→ Brief A:
Rewrite the records from the line that has "point: wall sign" through the end of the records, swapping "one marker per instance" for "one dot per instance" wherever it appears and leaving everything else unchanged. Leave out the pictures.

We have devices these days that can measure all kinds of things. You can get a single device that can measure your heart rate, stride rate and a close approximation of your pace at any moment in your run.

While not running, it’s not nearly as hard as it used to be to get a VO2max or lactate threshold test.

You can get an approximation of your body fat percentage in your own bathroom. You can easily track your sleep, your resting heart rate. I’m sure I’m leaving things out.

In short, we have no shortage of numbers that we can use to track everything about not just our training but also about how our bodies are responding to the training.

Is all of this useful, though? Does it make us better runners?

Back in the early 2000s, I got a heart rate monitor for myself. I’m a numbers guy and I believed the additional feedback with hard numbers that couldn’t be refuted would make me train smarter.

What I quickly discovered and, over the intervening months, couldn’t get past was that the numbers told me what I already knew and took longer to tell me those things. If I was beginning to run too hard, I could feel that before my heart rate began climbing. If I was slacking off, I could feel that before my heart rate dropped. If I was training too hard, I knew before I even saw that my morning heart rate was climbing.

→ Brief B:
Carry on the passage about training with a heart rate monitor, starting right after its final sentence.

→ Source data:
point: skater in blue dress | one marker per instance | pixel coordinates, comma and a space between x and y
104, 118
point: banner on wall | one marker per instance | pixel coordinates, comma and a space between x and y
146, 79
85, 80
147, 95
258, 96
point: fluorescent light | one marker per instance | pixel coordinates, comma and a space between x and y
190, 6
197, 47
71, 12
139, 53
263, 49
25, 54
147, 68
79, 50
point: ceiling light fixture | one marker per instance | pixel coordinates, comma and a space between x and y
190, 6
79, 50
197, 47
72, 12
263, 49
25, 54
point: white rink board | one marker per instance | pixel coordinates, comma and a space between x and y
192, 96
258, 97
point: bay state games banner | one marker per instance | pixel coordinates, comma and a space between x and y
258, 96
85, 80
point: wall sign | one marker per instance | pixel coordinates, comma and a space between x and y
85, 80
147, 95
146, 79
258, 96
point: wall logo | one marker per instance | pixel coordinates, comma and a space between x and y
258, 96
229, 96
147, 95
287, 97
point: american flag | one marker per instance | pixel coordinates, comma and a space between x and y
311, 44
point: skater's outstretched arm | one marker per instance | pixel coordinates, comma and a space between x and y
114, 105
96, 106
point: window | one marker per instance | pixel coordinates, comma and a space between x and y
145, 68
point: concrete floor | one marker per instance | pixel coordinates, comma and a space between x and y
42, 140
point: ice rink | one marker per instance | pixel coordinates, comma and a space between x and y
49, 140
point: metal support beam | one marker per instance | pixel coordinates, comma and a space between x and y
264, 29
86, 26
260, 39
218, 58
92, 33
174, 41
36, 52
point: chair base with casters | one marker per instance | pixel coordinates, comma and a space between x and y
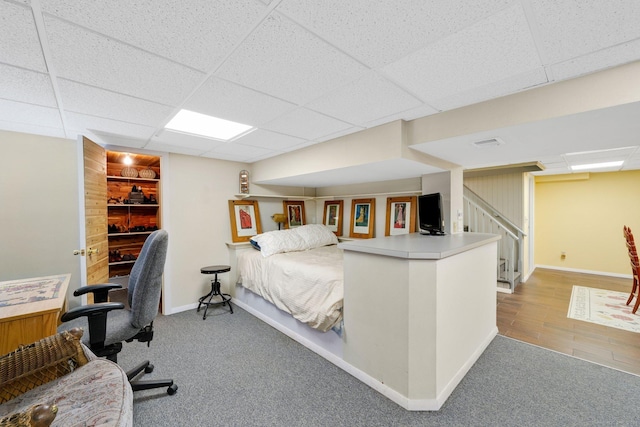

→ Expected output A:
point: wall sign | one dot per instance | pixel coordinates, comma and a space between x and y
85, 80
147, 95
146, 79
258, 96
point: wall logo | one dot per instance | pixel coordinates, comma and a space between x and y
258, 96
229, 96
147, 95
287, 97
point: american flag | one dot per instance | pixel coordinates, comma and a space between x and y
311, 44
point: skater's outstretched arm | one dot per instance | pixel coordinates, comma and a space between x and y
114, 105
96, 106
point: window | one dot per instance | pixel coordinates, comma and a space between x and y
145, 68
point: concrete floor | one dot per instance | pixel coordinates, comma and a space between x and y
42, 140
point: ice rink | one dot per instance | pixel coordinates, comma and a space between x and y
49, 140
point: metal support beam | one dot per instance | pixel coordinates, comma and a space between x and y
264, 29
86, 26
260, 39
218, 58
92, 33
174, 41
36, 52
point: chair base with casters | one dot per instance | pixel coordinates, comma and a space between x and y

→ Expected output B:
The problem was that, with the heart rate monitor, I wasn’t always paying attention. I began relying on the device instead of paying attention to my body. I ended up reacting more slowly to these errors because I wasn’t listening to the early warning signals. So I stopped using the monitor. Today, I don’t even know where it is. I think I gave it away but I’m not even sure. It could be in a box in my basement somewhere.

As it turns out, a recent study suggests my gut feeling on this was right.

Subjective measures reflected acute and chronic training loads with superior sensitivity and consistency than objective measures.

In other words, paying attention to things like perceived effort and changes in our mood worked better than using "objective" measures such as heart rate, oxygen consumption or blood hormone levels.

I’m not suggesting that we should ignore these objective, numerical measures. However, if they get in the way of paying attention to your body’s responses, you might be better off either without them or finding ways to be less reliant on them in order to keep paying attention to how you actually feel.